EXERCISE TASK => Count the lines in the data below that contain the word "metal". Give only the number.
§
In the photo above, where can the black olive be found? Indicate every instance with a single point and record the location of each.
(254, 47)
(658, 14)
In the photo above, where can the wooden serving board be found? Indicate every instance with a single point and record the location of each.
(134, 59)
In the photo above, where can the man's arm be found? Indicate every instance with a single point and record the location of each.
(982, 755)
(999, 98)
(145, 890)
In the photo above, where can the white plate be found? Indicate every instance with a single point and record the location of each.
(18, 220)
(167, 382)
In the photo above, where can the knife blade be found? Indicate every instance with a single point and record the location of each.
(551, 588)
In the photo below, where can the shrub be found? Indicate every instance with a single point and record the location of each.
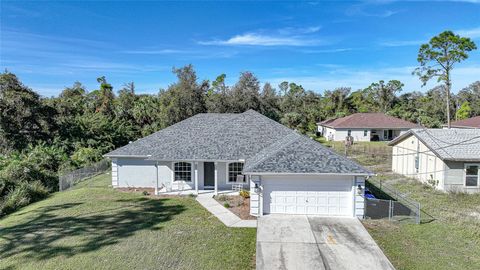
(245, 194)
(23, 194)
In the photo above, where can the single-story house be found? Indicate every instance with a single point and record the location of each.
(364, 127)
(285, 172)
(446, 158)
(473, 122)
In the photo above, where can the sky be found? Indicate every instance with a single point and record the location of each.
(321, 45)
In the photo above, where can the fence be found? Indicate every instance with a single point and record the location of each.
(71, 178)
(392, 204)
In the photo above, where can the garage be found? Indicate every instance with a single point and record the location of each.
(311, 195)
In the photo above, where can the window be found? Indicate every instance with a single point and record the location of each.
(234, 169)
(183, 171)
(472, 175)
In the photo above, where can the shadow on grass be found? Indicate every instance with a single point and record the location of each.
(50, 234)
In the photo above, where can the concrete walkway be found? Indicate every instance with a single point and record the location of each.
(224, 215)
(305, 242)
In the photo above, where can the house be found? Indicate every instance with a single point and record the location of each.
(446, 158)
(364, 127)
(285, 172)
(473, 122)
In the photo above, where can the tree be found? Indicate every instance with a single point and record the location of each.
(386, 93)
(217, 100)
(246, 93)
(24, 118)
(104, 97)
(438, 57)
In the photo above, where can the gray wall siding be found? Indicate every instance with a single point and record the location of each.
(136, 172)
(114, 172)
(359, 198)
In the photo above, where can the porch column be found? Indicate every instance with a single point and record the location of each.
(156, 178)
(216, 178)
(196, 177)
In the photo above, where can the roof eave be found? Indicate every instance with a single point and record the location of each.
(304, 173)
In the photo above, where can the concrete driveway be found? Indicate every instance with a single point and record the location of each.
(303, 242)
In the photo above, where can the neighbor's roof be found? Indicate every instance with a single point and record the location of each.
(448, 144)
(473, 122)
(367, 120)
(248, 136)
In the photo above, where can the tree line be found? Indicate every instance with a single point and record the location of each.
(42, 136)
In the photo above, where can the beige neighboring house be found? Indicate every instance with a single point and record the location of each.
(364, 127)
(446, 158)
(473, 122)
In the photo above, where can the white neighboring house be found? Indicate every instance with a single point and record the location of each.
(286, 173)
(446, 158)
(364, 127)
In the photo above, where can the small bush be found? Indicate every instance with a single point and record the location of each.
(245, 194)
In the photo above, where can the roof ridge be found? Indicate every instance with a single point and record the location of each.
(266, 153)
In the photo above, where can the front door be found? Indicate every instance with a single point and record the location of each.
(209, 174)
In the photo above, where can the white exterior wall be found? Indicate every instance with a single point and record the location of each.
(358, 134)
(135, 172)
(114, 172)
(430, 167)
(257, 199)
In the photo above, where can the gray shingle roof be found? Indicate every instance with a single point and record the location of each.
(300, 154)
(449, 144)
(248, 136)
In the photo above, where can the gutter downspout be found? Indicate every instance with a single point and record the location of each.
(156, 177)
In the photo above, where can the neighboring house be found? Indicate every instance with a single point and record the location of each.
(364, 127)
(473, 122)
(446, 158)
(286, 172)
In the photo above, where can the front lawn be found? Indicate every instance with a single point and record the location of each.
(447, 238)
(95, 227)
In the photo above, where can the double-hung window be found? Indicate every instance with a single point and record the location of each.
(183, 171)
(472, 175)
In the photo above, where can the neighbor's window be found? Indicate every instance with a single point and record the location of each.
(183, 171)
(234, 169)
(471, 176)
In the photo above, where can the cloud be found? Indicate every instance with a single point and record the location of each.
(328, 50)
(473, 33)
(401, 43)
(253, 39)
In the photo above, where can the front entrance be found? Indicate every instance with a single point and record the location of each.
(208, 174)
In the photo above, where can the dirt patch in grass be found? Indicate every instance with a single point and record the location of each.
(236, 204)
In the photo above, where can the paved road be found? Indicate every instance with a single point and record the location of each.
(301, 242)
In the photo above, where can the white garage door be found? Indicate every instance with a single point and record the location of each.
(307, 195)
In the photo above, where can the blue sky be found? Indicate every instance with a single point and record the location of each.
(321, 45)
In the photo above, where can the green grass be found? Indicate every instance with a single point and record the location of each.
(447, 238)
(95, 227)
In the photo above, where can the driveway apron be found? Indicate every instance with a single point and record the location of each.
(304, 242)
§
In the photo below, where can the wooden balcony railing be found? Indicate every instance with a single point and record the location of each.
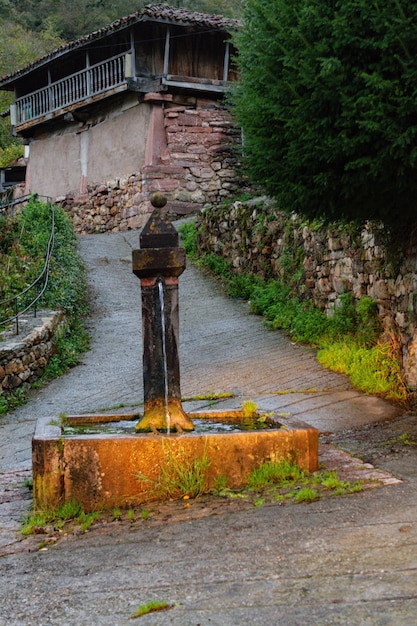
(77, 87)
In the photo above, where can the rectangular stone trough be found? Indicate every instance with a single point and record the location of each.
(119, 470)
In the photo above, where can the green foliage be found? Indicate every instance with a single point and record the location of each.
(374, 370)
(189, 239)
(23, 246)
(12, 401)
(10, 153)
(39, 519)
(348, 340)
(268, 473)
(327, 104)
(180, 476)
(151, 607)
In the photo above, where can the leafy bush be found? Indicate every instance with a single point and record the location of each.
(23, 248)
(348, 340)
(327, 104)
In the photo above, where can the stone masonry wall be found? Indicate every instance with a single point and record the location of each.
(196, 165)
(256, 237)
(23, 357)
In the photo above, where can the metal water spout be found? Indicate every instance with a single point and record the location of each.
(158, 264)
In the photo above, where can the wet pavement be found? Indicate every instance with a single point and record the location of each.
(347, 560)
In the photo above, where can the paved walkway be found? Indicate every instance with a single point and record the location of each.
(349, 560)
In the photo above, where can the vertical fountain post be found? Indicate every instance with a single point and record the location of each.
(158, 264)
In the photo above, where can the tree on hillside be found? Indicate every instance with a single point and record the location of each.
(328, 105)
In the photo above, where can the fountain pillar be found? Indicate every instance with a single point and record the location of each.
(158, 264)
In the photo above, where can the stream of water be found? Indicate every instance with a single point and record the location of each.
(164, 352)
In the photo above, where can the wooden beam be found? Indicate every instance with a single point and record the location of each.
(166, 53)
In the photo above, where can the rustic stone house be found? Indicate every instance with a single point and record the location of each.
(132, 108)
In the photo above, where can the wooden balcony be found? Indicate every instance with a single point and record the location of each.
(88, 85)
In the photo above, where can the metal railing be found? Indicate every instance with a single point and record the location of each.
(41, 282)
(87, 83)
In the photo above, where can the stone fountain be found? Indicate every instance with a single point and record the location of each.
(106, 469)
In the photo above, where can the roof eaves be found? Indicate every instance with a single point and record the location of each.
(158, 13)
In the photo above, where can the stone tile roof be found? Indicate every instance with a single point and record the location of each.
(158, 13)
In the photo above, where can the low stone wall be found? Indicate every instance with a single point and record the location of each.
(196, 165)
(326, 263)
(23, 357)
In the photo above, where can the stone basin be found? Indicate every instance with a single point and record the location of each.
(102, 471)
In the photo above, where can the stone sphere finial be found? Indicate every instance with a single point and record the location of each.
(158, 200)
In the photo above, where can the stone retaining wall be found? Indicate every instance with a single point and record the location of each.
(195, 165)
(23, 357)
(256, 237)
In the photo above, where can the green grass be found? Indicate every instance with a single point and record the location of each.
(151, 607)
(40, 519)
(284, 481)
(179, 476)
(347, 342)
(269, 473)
§
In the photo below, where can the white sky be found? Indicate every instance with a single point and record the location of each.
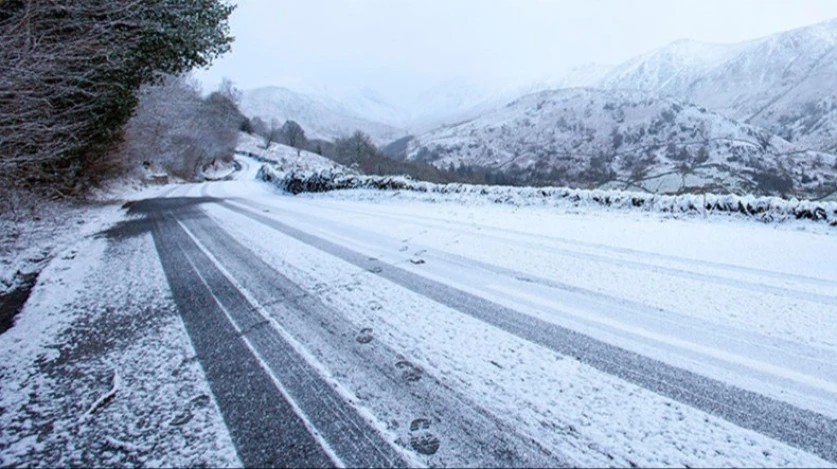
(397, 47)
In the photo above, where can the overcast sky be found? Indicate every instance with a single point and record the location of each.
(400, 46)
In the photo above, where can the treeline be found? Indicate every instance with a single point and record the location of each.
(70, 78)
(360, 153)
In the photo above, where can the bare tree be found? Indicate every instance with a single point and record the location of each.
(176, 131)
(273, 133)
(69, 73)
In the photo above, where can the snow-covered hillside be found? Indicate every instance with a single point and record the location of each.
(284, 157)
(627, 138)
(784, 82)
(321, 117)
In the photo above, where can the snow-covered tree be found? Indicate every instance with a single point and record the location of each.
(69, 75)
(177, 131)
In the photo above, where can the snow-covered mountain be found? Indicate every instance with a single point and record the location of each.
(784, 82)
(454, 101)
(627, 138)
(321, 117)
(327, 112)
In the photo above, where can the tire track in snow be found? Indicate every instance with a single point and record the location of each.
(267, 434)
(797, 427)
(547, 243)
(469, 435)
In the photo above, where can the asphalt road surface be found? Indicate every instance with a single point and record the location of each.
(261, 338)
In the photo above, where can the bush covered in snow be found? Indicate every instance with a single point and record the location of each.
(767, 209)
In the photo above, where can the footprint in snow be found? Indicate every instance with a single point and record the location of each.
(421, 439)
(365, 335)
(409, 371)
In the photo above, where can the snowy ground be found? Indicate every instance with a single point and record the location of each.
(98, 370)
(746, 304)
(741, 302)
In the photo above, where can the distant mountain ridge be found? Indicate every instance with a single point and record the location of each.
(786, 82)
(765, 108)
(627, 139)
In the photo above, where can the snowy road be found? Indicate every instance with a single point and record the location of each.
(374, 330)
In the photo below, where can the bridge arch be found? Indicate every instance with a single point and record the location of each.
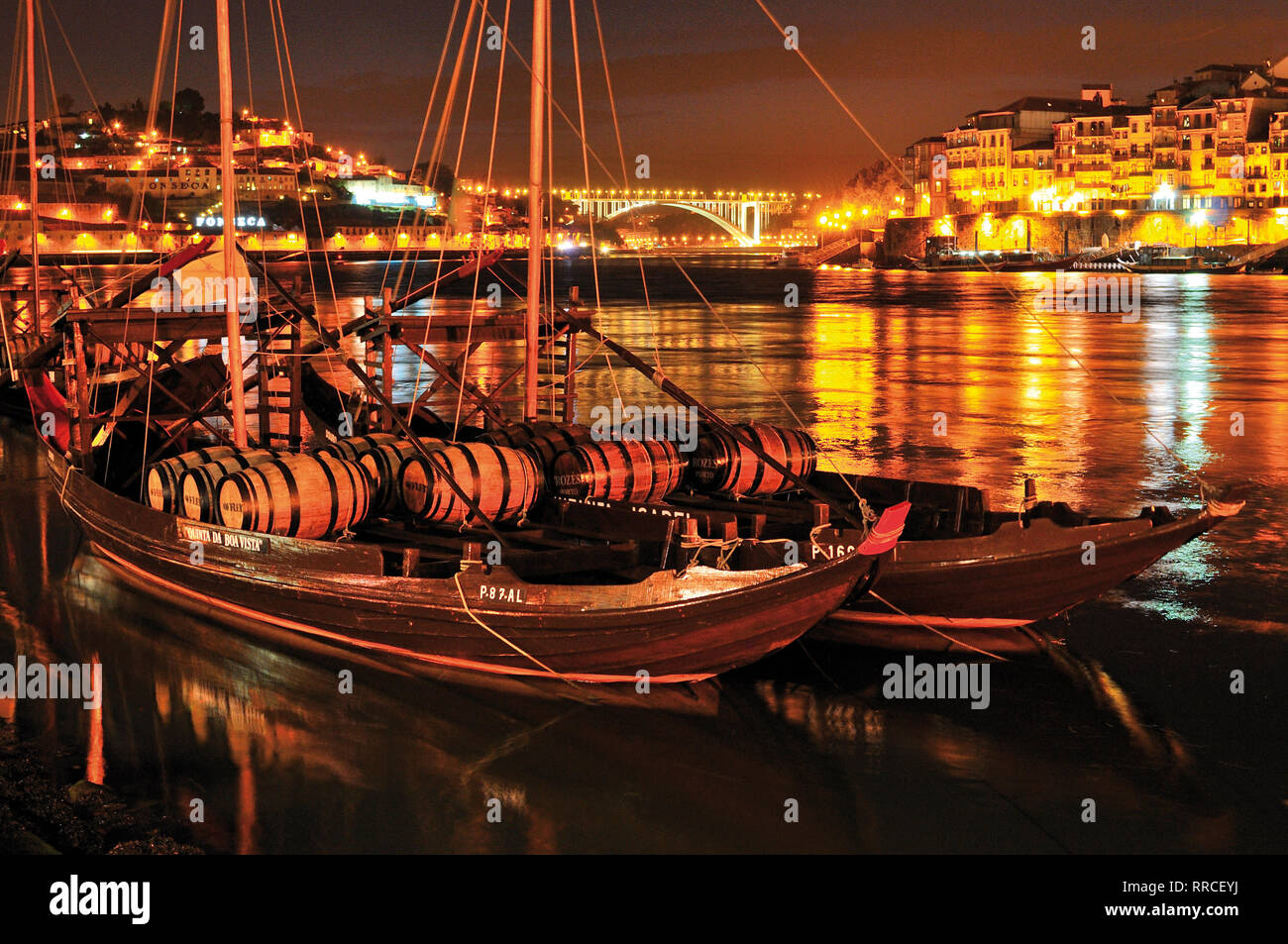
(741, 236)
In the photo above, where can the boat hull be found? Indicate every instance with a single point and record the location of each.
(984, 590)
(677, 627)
§
EXERCISE ANSWER => 2